- **ASSIGNED TASK**
All entries are to be retyped without alteration.
*** Opening PROVIDED DATA ***
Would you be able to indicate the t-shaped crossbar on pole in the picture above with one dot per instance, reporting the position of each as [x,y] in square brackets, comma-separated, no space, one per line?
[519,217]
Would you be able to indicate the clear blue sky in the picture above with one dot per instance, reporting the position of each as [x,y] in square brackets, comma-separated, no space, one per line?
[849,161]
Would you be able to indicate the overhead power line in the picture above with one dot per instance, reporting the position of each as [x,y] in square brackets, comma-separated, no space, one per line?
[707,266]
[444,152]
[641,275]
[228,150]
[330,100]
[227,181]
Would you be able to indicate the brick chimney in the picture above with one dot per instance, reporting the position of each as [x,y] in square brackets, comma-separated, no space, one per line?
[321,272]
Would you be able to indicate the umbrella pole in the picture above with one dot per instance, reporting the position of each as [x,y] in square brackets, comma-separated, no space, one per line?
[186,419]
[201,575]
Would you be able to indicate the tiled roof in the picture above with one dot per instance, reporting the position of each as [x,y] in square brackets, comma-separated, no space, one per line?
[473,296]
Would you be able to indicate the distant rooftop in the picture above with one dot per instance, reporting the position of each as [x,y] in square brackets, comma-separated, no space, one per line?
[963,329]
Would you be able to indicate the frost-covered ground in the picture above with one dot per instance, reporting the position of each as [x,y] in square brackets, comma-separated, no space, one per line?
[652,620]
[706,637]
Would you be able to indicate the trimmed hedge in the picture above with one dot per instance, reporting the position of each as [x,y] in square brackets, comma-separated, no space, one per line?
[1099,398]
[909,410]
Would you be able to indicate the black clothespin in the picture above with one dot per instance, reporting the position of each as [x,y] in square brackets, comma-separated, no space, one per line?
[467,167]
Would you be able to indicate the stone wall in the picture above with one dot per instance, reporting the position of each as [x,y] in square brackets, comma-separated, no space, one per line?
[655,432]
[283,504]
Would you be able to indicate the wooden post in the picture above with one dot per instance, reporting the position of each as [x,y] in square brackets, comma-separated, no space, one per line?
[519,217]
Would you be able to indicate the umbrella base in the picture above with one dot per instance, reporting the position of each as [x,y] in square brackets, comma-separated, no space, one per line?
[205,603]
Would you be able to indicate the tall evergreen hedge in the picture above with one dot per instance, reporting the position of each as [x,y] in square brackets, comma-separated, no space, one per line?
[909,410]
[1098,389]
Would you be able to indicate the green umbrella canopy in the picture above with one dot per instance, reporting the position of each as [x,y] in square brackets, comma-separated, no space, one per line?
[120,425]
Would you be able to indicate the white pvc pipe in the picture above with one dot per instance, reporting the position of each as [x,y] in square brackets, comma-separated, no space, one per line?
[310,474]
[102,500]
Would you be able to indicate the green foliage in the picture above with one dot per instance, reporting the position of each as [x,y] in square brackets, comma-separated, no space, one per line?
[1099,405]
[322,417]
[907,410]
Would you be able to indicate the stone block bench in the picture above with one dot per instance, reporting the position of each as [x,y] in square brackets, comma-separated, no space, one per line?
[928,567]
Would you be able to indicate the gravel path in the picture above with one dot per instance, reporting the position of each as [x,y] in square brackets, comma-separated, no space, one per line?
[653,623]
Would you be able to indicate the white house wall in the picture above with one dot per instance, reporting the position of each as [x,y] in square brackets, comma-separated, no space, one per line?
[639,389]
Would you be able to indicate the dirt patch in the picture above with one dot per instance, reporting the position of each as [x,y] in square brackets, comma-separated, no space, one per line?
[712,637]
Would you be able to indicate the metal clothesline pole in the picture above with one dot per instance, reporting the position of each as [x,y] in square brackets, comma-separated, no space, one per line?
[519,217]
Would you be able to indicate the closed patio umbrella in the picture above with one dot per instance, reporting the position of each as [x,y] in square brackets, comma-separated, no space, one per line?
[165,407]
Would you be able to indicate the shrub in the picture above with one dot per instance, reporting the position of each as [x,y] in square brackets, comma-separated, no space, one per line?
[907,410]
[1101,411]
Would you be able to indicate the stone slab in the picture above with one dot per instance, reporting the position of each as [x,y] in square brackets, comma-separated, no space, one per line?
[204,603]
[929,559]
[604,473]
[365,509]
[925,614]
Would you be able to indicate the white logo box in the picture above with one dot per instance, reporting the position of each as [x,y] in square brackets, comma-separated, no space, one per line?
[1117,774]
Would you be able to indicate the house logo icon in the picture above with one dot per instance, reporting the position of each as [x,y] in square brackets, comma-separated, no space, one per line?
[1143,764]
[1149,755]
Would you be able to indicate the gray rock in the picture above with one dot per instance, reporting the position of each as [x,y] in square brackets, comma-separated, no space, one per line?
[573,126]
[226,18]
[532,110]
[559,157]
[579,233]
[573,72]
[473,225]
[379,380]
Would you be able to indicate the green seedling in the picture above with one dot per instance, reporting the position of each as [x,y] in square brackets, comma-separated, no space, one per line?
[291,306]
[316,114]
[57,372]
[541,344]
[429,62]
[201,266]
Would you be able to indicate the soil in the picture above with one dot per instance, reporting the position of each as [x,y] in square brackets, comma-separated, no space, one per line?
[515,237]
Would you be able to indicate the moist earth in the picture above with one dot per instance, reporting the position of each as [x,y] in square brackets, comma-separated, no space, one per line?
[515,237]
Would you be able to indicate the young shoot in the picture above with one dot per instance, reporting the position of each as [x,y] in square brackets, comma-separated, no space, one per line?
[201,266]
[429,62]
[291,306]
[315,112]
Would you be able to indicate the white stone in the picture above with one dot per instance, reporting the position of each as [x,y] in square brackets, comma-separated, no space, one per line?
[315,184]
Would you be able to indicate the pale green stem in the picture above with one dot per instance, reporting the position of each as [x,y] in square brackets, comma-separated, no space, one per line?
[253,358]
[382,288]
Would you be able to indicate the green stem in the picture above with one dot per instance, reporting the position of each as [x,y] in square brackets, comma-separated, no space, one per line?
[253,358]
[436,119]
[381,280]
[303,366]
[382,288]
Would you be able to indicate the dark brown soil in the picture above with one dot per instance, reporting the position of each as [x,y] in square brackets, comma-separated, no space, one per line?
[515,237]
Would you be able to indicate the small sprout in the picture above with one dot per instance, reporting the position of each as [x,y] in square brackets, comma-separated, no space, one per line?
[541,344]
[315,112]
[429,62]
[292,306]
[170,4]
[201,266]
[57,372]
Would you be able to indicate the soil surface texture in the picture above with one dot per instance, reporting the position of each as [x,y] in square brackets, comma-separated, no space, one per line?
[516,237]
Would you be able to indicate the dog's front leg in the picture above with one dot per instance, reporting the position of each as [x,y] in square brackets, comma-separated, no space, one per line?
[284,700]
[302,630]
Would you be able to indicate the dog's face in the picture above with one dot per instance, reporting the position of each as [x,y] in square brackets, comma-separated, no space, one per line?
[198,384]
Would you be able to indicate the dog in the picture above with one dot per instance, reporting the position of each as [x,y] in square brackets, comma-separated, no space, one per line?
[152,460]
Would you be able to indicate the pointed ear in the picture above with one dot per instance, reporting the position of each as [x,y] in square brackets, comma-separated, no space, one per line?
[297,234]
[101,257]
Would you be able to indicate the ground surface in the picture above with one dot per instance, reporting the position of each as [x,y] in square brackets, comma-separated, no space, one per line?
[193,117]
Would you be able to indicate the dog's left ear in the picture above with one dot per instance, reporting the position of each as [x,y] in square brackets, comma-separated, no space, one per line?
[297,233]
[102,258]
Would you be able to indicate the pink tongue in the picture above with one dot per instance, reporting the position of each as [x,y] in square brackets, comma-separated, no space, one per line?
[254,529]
*** Closing PROVIDED DATA ***
- **TASK ANSWER**
Would you be able to indicate the t-shaped crossbar on pole in the picture above with one dot per instance, reporting the position of each as [x,y] in square brackets, comma-separated, no space, one per line?
[519,217]
Would you be able to indicate the clear blue sky in the picture above with one dot per instance, reporting the position of each as [x,y] in square brackets, comma-separated, no space, one per line?
[849,161]
Would you be able to indicate the overhead power line in the picture above with one dot per instance, reporting the position of each as [x,y] in square brackets, comma-separated, no space, one per line?
[707,266]
[444,152]
[641,275]
[228,150]
[330,100]
[227,181]
Would you be able to indicate the brick chimney in the picture above with one dot per instance, reporting the position of each as [x,y] in square brackets, comma-separated, no space, one per line?
[321,272]
Would you be able to indicate the umbrella pole in the picture above with one dot per instance, reporting the position of each as [x,y] in square brackets, comma-separated, no space, one per line?
[186,419]
[201,575]
Would you be able to indicate the tiled roof in the picture above with one dot per instance, reporting the position of each as [x,y] in square brackets, comma-separated, no space, one per line?
[473,296]
Would you be able to indicate the distant rooftop in the picture above with one dot per instance, reporting the position of each as [x,y] in square brackets, comma-separated, no space, one per line?
[963,329]
Would you be able to indicate the frost-covered ground in the picture above with one dot per instance, reporting the position of each as [x,y] in square brackets, comma-separated, no space, one per line?
[652,620]
[706,637]
Would you be able to indicate the trimmed hedge in the picture above with one dot per instance, reporting the position of each as [x,y] in square brackets, comma-separated, no space, one per line?
[1099,398]
[909,410]
Would you be able to indicate the black clothespin in the picture above with one dot per instance, reporting the position of each as [x,y] in square brackets, comma-separated, no space, one per line?
[467,167]
Would you be able to indicate the stone wall in the picture above with one dot per instance, reporting the position of each as [x,y] in square brackets, comma-separated, no space, one per line?
[655,432]
[283,504]
Would you be able to indicate the wooden post in the picture above with one dot per instance, reporting the position of each as [x,y] in square brackets, comma-separated, no space, one per line?
[519,217]
Would you be able to indicate the umbrella base in the picture above with one dot per instance, reporting the position of each as [x,y] in square brackets, comma-separated, no space, one per line?
[205,603]
Would you be able to indicate the tall evergreen hedge in the picture above with one dot per instance, reporting the position of each as [x,y] in square brackets, comma-separated, no space, one per line?
[909,410]
[1098,389]
Would you be able to indicate the green umbrella canopy in the picture above with one dot per instance, reporting the position of each as [x,y] in square brackets, comma-separated, no space, one per line?
[120,425]
Would you be able to indicate the white pvc pipe in the picture above with one dot per instance, reporting the position of each as [x,y] in square brackets, comma-separated, no space, one per line?
[310,474]
[102,500]
Would you be able to indicate the green foliage in the picture above with one dot per instance, reporting the position of each as [x,y] in square brackets, comma-separated, no space, one per line?
[1099,405]
[322,417]
[907,410]
Would you be able to indicate the stone block bench in the picture above with one dot per instance, reporting the position of each as [x,y] in square brackets, comma-separated, no space, one per line?
[928,567]
Would you be able to indicate the gravel path in the picture above with one dot per instance, reporting the position of each as [x,y] in square brackets, comma-separated, no space, one per line?
[653,623]
Would you be able to indicate the white house wall in the picture above with one dot per instance, reporting the position of each as [x,y] in square brackets, comma-separated, no space, one per line?
[639,389]
Would you be able to indicate the dirt patch in the picture above with one dot per instance, reporting the position of each as [x,y] in square brackets, comma-separated, no space, one per line?
[712,637]
Would you be able to indicate the metal clothesline pole in the picture above with one dot per instance, reporting the position of each as [x,y] in square brackets, comma-separated, no space, one per line?
[519,217]
Would you be able to indicate the closed patio umbrella in the picture above with one dot per instance, reporting the position of each as [x,y] in square brackets, comma-separated, no space, one per line?
[165,407]
Would you be able to indicate the shrub in the picture above with one dot per instance, reporting the position of each as [x,y] in square brackets, comma-separated, no space, one per line?
[907,410]
[1101,411]
Would you be able to indicate the stone slab in the picture above with one dot per instance, reporting the position of each as [x,y] in square brackets, comma-separated, no space, one per line?
[204,603]
[929,559]
[604,473]
[365,509]
[925,614]
Would you be able to indicate the white logo box in the picture above with one dot per instance, reporting the position of each as [x,y] in square brackets, comma-separated, no space, one per line?
[1117,774]
Would you be able to indicate the house logo icon in the picture above with one dot per instance, reporting the position of each as [x,y] in square brackets, comma-separated, no space, one per line?
[1143,764]
[1149,755]
Would you be able to indicate the gray rock in the picture above with one dot per instance, reporting the position of each as [x,y] in square brackets, comma-separated, no space, one per line?
[573,126]
[226,18]
[532,110]
[559,157]
[579,233]
[573,72]
[473,225]
[379,380]
Would you be able to indicate the green seedling in the picture above with one dot per instance, reporting the position of each as [x,y] in square brackets, comma-separated, no space, one per line?
[291,306]
[316,114]
[57,372]
[541,344]
[429,62]
[201,266]
Would you be able to indicate the soil in the picture above with one dot per instance, reporting the position of each as [x,y] in square brackets, comma-separated, no space, one per line?
[515,237]
Would you be able to indicate the moist earth in the picture above with one dot per instance, reporting the position of each as [x,y] in square brackets, comma-separated, no space, one per line?
[515,237]
Would you be able to indicate the young shoot in the picture above with one dot per instance, reporting the position of each as [x,y] in square brackets, comma-separated, no space, one per line?
[201,266]
[429,62]
[291,306]
[315,112]
Would you be able to indicate the white stone in the picture above with one dot per instance, reporting the position of each as [x,y] in square brackets, comma-separated, no space, one per line?
[315,184]
Would you be able to indicate the pale green stem in the picture above with one dot per instance, reporting the position of each as [x,y] in square brackets, comma-separated, no space, one per line?
[253,358]
[382,288]
Would you be able to indicate the green stem in the picture above with one dot per instance, reporting the position of each as [x,y] in square brackets, comma-separated, no space, one per line?
[253,358]
[436,119]
[381,280]
[303,366]
[382,288]
Would you be able to indicate the dark brown soil in the picture above with one dot per instance, reporting the position of each as [x,y] in square brackets, comma-separated, no space, one per line?
[515,237]
Would you be able to indicate the small sprout in the picture above with one dot per instance, reporting the position of each as [x,y] in square brackets, comma-separated, no space, one per line?
[541,344]
[315,112]
[429,62]
[292,306]
[170,4]
[201,266]
[57,372]
Would you be able to indicate the soil surface texture in the picture above with one dot per instance, reporting the position of each as [x,y] in square brackets, comma-separated, no space, one per line?
[516,237]
Would you be able to indicate the dog's front leg in the picture above with one dot per instance, reporting the position of each as [x,y] in square brackets, comma-separated, no space, one per line?
[284,700]
[302,630]
Would you be able to indicate the dog's face in the picture above with one dot per instance, reporting the position of each as [x,y] in square brackets, comma-separated, no space, one per line?
[198,384]
Would you be able to indicate the dog in the picture above with one dot per instance, reporting the position of each as [x,y] in square brackets, comma-separated, no space, one per line?
[152,460]
Would you be able to indicate the pointed ear in the picture above with one dot per instance, reporting the position of each as [x,y] in square brackets, comma-separated, no space, one per line?
[297,234]
[101,257]
Would you be able to indicate the ground surface in the picture above with one dot per instance, reporting the position of each as [x,y] in square brackets, comma-separated, no space, one per line?
[193,117]
Would you be able to indicate the dog's left ear in the picture above with one dot per instance, reporting the position of each as [x,y] in square brackets, comma-separated, no space, one per line?
[297,233]
[102,258]
Would you be able to indicate the pink tongue in the picture above with one dot per instance, reporting the position of each as [x,y] in square brackets, comma-separated, no space, one per line?
[254,529]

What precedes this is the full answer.